● Datenübersicht:
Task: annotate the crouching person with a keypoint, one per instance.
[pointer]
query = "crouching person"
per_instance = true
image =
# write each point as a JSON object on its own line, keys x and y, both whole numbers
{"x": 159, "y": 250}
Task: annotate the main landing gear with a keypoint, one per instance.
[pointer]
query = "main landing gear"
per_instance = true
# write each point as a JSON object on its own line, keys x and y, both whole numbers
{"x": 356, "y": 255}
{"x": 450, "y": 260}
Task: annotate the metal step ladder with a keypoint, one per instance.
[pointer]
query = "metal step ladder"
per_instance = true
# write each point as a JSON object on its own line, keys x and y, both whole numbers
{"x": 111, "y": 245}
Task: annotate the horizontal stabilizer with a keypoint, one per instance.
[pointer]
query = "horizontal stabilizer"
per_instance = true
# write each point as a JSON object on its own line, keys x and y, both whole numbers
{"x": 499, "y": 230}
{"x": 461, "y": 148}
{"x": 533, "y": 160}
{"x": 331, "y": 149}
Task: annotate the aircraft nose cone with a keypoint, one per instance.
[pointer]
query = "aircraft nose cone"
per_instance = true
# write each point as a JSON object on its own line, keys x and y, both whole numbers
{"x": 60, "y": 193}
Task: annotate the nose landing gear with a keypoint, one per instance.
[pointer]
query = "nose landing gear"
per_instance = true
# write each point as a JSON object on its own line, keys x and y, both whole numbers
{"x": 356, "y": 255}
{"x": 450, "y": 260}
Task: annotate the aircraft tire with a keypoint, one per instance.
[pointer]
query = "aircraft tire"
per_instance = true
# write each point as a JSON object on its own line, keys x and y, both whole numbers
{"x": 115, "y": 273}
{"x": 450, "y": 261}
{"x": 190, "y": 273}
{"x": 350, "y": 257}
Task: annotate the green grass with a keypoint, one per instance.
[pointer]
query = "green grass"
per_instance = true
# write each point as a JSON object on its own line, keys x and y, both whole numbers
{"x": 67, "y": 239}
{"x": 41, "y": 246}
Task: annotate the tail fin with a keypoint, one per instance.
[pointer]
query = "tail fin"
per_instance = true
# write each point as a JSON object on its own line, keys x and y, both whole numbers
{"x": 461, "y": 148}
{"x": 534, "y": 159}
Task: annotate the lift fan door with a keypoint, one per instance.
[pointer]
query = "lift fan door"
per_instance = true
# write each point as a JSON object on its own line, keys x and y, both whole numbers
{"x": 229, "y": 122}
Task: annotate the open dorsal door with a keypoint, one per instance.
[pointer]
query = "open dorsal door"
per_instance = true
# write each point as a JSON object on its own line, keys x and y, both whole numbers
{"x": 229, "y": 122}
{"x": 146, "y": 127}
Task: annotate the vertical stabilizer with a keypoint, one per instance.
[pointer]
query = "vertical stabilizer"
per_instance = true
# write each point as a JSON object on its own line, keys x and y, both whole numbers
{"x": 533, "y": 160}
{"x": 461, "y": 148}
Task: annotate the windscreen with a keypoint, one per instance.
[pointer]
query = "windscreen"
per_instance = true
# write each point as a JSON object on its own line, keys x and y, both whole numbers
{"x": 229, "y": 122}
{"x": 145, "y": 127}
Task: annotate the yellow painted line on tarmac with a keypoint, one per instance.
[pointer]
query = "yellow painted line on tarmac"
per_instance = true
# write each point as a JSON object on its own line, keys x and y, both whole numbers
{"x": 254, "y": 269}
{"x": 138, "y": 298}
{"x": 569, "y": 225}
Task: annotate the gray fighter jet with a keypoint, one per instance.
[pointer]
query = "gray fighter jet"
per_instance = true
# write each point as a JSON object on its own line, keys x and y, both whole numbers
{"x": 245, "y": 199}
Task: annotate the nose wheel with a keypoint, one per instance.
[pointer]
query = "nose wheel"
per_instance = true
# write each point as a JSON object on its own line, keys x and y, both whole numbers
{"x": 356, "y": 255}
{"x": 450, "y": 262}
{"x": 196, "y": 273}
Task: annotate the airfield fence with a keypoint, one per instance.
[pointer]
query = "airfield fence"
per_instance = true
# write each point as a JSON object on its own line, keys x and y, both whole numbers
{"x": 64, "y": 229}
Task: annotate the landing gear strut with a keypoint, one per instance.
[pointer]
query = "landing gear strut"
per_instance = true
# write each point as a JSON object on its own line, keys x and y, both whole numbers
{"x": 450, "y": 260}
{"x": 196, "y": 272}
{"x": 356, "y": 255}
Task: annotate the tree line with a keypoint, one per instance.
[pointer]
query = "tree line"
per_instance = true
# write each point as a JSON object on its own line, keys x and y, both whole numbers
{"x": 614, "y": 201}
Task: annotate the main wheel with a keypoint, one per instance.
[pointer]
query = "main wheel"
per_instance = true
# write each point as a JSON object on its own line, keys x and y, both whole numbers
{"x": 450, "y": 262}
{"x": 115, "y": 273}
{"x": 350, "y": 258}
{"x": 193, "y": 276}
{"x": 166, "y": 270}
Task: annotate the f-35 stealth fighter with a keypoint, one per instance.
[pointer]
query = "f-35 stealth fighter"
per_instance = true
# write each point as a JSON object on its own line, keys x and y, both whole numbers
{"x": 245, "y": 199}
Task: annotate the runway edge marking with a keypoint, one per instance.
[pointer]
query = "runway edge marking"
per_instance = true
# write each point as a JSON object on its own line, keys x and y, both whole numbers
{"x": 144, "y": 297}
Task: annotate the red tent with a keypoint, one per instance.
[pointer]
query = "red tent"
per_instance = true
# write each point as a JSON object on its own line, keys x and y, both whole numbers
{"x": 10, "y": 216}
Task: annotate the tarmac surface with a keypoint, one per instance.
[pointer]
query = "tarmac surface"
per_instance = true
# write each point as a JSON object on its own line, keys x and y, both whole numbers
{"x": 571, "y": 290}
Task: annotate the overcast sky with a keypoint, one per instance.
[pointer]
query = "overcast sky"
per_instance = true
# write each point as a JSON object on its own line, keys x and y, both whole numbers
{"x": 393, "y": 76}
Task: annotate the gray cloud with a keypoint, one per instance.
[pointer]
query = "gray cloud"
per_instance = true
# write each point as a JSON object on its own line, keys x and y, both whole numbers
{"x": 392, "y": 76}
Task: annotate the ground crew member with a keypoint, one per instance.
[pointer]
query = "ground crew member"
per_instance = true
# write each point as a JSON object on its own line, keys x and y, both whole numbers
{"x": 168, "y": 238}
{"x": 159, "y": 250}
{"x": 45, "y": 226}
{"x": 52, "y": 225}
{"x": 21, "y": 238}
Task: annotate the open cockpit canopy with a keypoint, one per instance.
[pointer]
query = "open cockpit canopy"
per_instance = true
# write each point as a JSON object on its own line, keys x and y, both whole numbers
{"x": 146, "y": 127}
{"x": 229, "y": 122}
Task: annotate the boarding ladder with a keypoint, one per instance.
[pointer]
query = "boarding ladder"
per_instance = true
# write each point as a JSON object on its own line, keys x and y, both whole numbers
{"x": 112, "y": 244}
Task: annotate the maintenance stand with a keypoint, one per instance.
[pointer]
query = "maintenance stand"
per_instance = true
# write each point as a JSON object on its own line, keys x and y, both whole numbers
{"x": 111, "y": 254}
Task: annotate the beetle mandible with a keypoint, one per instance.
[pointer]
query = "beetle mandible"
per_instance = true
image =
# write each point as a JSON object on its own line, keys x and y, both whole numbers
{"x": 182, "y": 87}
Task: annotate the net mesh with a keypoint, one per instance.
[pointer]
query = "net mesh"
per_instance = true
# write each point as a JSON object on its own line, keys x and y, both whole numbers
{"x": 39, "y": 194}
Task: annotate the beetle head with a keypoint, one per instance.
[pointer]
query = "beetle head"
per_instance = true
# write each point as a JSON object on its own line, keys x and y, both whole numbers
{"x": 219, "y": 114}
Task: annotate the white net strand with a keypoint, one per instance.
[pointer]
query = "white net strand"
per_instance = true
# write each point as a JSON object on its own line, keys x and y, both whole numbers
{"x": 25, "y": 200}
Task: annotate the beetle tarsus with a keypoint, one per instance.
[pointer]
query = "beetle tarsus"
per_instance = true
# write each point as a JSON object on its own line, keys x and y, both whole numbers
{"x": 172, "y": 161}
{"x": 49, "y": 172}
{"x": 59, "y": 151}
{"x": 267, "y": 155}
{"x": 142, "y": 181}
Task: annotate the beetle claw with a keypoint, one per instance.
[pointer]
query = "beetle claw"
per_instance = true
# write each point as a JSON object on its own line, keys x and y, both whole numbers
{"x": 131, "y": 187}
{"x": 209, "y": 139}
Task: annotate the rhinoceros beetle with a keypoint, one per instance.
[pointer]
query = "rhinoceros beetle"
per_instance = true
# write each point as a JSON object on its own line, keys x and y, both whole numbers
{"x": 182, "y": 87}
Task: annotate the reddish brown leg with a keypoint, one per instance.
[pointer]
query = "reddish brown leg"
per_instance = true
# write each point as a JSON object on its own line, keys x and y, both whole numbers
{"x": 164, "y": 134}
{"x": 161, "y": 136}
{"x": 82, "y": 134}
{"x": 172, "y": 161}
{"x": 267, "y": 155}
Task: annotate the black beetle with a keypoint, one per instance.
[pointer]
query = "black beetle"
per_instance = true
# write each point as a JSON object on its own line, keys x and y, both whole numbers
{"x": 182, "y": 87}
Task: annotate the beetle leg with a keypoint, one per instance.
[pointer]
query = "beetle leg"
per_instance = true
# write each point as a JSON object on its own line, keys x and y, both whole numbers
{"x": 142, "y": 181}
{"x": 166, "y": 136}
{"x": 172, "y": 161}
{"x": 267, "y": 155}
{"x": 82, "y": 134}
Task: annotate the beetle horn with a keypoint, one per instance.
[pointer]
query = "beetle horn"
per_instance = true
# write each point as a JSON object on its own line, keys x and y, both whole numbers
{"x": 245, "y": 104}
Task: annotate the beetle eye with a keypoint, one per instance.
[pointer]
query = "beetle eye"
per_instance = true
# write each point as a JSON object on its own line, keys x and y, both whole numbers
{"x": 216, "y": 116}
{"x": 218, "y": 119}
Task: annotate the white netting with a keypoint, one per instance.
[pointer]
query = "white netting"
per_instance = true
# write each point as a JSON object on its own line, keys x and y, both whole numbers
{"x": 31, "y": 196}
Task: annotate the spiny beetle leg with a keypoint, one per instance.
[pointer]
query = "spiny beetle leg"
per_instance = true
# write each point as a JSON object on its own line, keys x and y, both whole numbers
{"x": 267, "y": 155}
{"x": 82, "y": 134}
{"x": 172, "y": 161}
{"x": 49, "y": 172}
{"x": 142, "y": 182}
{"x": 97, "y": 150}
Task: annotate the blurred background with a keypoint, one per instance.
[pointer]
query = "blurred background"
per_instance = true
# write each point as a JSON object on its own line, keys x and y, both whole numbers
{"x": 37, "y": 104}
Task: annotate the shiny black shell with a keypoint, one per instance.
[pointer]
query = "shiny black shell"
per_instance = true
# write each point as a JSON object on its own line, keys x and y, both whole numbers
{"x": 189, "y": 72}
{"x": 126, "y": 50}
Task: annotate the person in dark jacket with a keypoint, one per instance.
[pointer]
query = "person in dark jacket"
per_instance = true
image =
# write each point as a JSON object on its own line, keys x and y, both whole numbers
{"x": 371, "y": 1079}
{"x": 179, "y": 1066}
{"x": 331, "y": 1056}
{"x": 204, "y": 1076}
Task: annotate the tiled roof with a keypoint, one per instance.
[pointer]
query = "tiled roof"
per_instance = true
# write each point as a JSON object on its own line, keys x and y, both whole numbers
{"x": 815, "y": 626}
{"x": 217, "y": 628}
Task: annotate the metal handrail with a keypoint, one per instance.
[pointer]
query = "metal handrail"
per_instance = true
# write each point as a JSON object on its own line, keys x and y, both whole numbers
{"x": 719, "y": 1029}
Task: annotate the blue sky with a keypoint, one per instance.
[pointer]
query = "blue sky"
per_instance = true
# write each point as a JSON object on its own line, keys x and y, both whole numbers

● Aufgabenstellung: Bearbeite den Abschnitt des Materials, der mit der Zeile beginnt, die „Task: annotate the tiled“ enthält, und bis zum Ende des Materials reicht. Gib ihn erneut wieder, ersetze dabei „metal handrail“ durch „steel handrail“ und lass alles andere unverändert.

● Vollständige Lösung:
Task: annotate the tiled roof with a keypoint, one per instance.
[pointer]
query = "tiled roof"
per_instance = true
# write each point as a JSON object on its own line, keys x and y, both whole numbers
{"x": 815, "y": 626}
{"x": 217, "y": 628}
Task: annotate the steel handrail with a keypoint, one per instance.
[pointer]
query = "steel handrail"
per_instance = true
# write each point as a JSON object on its own line, keys x and y, both whole numbers
{"x": 719, "y": 1029}
Task: annotate the blue sky with a keypoint, one per instance.
[pointer]
query = "blue sky"
per_instance = true
# write each point as a JSON object on its own line, keys x and y, both whole numbers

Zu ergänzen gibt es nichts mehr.